Your job is to return every line of the listing holding the string "roof".

Top of Extracted information

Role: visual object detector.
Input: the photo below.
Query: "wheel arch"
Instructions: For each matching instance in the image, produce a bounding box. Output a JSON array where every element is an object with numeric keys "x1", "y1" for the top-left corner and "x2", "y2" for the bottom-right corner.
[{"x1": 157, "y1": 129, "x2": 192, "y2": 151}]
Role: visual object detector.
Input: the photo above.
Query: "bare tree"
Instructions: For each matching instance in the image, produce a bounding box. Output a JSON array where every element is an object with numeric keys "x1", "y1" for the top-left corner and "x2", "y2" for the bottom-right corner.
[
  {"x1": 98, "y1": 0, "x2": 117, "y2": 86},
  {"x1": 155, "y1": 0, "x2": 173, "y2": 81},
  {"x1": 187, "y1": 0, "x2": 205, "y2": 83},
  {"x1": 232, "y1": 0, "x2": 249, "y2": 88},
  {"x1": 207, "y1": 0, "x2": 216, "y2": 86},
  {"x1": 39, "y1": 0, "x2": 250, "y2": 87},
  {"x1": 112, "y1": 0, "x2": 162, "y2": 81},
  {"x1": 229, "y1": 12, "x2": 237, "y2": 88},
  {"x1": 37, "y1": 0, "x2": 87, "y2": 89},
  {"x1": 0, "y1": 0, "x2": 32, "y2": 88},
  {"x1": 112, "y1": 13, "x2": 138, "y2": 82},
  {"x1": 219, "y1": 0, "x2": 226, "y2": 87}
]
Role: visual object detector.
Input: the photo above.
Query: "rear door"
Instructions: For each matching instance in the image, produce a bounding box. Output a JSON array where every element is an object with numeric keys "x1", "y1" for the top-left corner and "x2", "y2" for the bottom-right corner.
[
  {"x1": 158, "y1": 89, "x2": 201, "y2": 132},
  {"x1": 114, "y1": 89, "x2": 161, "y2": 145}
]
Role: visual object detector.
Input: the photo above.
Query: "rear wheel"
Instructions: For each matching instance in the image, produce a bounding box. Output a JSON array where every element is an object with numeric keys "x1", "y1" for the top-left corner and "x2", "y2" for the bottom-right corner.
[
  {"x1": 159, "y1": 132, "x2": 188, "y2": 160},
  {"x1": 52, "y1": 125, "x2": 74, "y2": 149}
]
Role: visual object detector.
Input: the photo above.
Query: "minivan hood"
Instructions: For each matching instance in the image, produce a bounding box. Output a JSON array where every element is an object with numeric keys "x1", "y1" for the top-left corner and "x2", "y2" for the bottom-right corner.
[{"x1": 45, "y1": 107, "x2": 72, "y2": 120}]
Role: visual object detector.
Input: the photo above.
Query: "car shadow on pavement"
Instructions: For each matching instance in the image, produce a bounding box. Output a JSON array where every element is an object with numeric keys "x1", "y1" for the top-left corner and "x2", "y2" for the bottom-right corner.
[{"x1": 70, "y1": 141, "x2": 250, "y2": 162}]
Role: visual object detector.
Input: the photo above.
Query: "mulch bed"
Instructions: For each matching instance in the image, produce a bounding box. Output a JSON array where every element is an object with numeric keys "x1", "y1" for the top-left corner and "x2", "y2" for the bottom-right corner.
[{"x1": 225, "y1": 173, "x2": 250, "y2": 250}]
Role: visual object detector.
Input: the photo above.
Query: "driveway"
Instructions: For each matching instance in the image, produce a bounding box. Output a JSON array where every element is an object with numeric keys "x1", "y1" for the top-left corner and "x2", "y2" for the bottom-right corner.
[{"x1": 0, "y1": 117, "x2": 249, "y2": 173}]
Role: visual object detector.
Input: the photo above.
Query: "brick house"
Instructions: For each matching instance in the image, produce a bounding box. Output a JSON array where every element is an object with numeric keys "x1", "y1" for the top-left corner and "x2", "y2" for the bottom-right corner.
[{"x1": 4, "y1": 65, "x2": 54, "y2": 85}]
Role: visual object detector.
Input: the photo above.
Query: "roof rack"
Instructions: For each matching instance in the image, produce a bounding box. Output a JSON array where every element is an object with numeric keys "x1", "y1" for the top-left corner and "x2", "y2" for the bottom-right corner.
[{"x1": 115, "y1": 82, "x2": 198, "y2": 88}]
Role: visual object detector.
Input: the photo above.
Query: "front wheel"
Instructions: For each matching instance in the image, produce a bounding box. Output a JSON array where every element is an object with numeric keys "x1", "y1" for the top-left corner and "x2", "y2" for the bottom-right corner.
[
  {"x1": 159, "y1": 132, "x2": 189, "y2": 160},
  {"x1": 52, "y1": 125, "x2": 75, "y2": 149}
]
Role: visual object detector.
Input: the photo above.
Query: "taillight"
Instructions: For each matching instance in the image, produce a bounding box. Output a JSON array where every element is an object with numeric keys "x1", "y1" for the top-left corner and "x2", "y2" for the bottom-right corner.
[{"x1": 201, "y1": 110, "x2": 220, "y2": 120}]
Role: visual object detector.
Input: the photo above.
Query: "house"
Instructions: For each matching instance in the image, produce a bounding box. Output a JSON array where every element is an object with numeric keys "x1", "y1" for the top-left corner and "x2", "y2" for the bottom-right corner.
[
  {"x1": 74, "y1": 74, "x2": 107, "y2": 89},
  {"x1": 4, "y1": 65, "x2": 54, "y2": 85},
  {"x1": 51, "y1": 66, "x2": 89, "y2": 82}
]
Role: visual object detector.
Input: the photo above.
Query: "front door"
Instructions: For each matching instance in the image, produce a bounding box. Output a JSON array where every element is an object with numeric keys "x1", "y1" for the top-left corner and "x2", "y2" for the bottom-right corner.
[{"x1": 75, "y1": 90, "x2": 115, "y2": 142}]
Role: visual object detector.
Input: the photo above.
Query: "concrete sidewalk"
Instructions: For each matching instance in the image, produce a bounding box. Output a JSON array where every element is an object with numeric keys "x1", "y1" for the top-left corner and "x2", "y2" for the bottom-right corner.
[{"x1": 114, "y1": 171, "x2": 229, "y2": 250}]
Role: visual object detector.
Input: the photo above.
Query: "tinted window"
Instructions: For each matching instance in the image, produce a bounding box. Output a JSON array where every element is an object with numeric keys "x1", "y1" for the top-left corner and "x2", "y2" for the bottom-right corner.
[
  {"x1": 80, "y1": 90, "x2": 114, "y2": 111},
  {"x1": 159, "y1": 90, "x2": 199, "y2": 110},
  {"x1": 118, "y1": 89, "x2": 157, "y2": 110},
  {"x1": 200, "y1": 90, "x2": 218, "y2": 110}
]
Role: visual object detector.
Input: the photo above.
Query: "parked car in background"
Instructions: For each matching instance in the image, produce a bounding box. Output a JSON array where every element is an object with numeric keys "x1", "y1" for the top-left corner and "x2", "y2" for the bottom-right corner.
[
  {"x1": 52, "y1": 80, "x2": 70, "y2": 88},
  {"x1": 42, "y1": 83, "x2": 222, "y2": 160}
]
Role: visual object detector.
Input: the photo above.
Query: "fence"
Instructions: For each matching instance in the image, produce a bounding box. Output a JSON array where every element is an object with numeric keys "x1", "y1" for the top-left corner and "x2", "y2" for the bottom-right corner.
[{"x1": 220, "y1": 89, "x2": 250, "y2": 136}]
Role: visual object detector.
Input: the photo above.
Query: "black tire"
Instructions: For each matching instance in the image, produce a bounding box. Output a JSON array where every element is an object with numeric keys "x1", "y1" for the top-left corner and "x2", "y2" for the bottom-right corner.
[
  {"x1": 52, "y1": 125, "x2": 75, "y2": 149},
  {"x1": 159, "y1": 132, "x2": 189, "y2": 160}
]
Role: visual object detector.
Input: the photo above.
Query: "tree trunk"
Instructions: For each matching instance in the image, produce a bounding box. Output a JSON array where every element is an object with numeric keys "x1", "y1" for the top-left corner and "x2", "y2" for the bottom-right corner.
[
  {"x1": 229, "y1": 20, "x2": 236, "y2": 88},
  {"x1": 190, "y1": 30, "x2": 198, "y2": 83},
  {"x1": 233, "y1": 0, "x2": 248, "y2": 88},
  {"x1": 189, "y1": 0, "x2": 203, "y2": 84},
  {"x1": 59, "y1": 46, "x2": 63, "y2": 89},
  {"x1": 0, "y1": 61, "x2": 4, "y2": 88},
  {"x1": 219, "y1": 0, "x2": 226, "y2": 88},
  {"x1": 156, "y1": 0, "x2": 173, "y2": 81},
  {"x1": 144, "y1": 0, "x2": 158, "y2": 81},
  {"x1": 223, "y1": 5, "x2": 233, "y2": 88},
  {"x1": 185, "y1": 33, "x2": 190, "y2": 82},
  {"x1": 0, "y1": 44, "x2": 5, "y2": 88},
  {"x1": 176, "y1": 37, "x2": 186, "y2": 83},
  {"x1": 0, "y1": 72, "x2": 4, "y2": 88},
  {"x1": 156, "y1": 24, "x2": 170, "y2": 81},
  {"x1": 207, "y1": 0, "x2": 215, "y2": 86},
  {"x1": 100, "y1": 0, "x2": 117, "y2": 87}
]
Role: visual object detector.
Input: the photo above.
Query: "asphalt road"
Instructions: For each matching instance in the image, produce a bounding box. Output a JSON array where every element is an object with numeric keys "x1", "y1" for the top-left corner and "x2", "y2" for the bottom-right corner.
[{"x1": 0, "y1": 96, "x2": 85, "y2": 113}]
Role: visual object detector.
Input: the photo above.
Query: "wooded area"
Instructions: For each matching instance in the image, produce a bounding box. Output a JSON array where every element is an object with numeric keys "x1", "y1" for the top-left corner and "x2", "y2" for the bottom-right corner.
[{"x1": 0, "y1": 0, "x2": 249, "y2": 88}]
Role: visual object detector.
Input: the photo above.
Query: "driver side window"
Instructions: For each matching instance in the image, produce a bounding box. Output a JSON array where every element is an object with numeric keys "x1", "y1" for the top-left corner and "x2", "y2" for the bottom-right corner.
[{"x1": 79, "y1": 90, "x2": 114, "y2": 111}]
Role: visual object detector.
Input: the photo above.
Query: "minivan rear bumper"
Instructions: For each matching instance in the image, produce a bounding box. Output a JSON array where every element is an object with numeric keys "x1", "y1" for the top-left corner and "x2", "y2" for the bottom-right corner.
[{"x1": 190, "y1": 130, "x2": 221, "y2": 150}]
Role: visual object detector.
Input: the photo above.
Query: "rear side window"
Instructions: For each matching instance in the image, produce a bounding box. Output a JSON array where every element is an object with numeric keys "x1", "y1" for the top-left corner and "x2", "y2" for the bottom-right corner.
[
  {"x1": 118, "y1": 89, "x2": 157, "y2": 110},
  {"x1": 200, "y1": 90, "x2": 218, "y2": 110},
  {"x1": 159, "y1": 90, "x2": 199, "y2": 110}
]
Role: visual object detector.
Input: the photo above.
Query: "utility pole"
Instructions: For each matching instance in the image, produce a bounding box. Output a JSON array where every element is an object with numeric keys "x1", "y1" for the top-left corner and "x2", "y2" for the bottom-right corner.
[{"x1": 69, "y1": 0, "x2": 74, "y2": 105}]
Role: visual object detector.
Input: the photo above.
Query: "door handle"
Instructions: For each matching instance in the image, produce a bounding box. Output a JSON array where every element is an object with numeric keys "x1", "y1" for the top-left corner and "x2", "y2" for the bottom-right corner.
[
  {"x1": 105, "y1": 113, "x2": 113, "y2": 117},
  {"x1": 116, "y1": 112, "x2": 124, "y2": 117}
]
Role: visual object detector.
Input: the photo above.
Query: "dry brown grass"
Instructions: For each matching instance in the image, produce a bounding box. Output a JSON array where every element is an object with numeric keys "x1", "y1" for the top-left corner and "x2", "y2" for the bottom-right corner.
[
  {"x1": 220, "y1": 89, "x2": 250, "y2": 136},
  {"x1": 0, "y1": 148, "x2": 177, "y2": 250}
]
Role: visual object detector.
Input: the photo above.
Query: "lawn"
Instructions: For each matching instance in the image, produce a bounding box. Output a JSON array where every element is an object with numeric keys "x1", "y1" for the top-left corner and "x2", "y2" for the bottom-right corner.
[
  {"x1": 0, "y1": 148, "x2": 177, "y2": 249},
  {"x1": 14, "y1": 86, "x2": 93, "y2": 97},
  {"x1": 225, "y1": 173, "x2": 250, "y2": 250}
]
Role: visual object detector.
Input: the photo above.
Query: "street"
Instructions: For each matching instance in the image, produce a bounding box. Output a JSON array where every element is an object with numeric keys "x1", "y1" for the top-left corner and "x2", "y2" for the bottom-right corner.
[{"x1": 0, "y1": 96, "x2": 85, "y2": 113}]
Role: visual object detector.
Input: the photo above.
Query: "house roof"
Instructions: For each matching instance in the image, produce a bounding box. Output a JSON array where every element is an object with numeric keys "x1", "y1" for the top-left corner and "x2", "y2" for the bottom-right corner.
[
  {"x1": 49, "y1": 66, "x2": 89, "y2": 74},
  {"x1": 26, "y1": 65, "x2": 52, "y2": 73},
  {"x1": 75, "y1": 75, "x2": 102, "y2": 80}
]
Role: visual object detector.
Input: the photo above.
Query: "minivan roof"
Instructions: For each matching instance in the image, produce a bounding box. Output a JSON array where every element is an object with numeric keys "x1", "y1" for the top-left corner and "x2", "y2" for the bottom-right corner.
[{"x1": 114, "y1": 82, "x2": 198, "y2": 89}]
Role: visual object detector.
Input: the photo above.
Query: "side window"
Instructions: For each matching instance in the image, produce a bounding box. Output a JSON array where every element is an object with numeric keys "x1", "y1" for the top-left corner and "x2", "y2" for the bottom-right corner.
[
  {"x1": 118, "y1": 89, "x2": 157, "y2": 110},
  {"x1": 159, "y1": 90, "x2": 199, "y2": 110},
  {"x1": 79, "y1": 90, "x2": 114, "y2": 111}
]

Bottom of Extracted information

# Finished task
Query: "roof rack"
Query: "house roof"
Query: "minivan roof"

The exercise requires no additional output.